- **ABOUT THIS EXERCISE**
The response must hold only the lines from the line containing "Target: bicycle front wheel" through the end of the listing, exactly as written.

- **SOURCE DATA**
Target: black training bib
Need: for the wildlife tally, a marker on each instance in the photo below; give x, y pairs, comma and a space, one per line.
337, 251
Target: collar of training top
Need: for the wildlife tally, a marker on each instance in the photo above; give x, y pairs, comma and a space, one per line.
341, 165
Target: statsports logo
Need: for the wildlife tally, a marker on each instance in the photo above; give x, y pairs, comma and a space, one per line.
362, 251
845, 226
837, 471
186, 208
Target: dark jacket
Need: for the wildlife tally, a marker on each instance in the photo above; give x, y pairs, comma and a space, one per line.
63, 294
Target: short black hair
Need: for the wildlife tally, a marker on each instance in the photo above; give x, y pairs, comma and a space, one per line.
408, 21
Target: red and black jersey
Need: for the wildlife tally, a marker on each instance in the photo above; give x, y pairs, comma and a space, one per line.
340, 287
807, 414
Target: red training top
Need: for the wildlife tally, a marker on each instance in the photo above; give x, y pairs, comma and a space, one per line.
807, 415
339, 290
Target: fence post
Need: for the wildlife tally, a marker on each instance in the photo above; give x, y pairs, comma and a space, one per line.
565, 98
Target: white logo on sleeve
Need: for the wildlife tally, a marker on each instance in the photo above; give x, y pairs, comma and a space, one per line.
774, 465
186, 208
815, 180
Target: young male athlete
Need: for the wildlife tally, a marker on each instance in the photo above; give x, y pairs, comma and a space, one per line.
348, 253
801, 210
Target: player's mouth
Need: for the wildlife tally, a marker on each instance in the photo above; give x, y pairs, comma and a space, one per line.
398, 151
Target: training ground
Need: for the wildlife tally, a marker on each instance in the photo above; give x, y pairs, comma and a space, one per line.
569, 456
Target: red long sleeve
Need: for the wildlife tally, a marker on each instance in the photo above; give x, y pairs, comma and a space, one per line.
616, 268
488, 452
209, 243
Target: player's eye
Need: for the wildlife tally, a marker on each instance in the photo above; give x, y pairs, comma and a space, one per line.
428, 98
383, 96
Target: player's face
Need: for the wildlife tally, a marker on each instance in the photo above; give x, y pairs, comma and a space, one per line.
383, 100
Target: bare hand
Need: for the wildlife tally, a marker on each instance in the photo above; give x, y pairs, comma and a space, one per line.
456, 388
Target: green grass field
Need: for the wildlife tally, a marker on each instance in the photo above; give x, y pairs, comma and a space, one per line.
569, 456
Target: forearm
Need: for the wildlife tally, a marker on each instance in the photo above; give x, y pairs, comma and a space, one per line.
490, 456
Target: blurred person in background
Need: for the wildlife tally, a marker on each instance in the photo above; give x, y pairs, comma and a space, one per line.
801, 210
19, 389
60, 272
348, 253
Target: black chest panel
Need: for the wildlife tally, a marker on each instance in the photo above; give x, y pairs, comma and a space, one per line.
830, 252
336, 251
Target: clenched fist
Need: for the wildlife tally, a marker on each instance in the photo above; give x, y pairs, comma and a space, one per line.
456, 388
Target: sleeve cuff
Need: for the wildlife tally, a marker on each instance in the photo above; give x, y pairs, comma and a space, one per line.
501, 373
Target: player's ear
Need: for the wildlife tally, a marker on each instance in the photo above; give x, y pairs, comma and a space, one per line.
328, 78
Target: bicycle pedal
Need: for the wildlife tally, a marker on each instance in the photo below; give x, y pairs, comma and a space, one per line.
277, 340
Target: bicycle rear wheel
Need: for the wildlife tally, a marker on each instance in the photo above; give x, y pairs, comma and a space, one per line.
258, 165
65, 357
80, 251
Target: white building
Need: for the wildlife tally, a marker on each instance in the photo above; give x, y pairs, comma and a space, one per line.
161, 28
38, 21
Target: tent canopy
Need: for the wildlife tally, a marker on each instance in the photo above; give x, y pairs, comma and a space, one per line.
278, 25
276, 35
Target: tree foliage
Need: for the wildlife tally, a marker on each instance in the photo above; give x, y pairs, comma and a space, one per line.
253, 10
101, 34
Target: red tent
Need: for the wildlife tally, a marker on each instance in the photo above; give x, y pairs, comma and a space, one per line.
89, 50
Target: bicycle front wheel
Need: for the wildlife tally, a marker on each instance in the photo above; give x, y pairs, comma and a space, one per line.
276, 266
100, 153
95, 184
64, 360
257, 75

- **EXERCISE RESPONSE**
Target: bicycle front wheel
Need: for the wildlife tally, a marker on each instance in the photo above; give x, y pairs, comma and a space, one per line.
276, 266
100, 153
95, 184
64, 360
257, 75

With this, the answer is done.